Problem description.
Reproduce everything in the air compressor thread below from "For common resdential" down to "(Mar 27, 2010)".

Excerpt.
____________
# sears craftsman air compressor



## frenchelectrican (Apr 12, 2006)

Most likely the starting switch is hung up that is kinda common cuprit however some case you will have bad starting capaitor as well if your motor do have running capaitor it will trip the breaker or stall the motor one of the two.

I just got back from service call one of my customer have starting switch got hung up due very fine saw dust got the starting switch stuck in run postion so clean it out and relube it and it run smooth now.

Merci,Marc


----------



## micromind (Mar 9, 2008)

Is there pressure in the tank when it won't start. If it'll start with no pressure, but not with pressure, then the unloader valve is bad. 

Can the pump be turned by hand? It should turn easily, even with pressure in the tank.

If it turns easily, but still won't start, then it's almost certainly either the start switch, or the start capacitor. 

If a replacement kit is made, it'll most likely solve the problem.

Rob


----------



## frenchelectrican (Apr 12, 2006)

Rob.,

Thank for bring it up the unloader valve that is the other item you need to look at it when the compressor go off you should hear the unloader valve kick open.

For common resdential and light duy commercal compressors the unloader valve will be on the pressure switch itself you will see either quarter inch or 3/8 inch tubing to the pressure switch that is the unloader valve.

my large compressor the unloader valves are in the head itself due I have dual mode set up on my compressor.

Merci,Marc


----------



## blacktrain (Mar 27, 2010)

there is no pressure in the tank and the pump turns easy, the motor hums when you plug it in. Thanks again for your help...


----------



## frenchelectrican (Apr 12, 2006)
____________
Raw data.
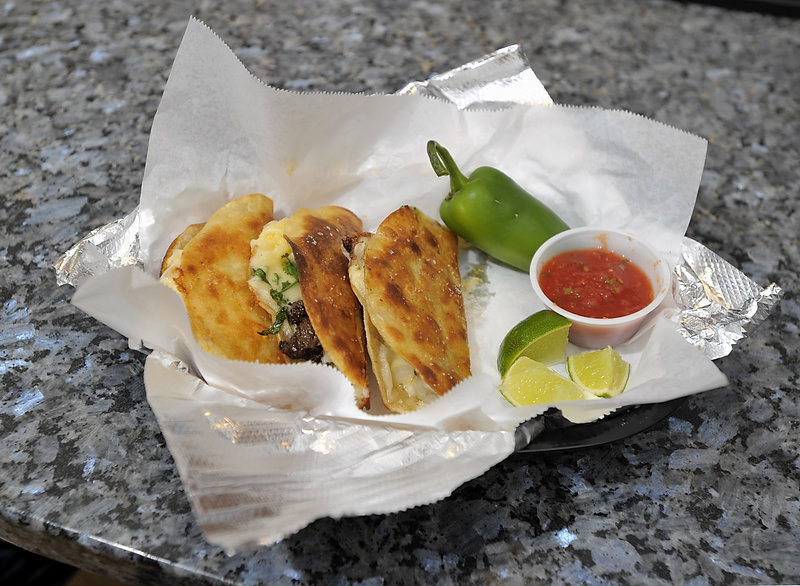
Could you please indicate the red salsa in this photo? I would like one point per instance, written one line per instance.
(594, 282)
____________
Output of the task.
For common resdential and light duy commercal compressors the unloader valve will be on the pressure switch itself you will see either quarter inch or 3/8 inch tubing to the pressure switch that is the unloader valve.

my large compressor the unloader valves are in the head itself due I have dual mode set up on my compressor.

Merci,Marc


----------



## blacktrain (Mar 27, 2010)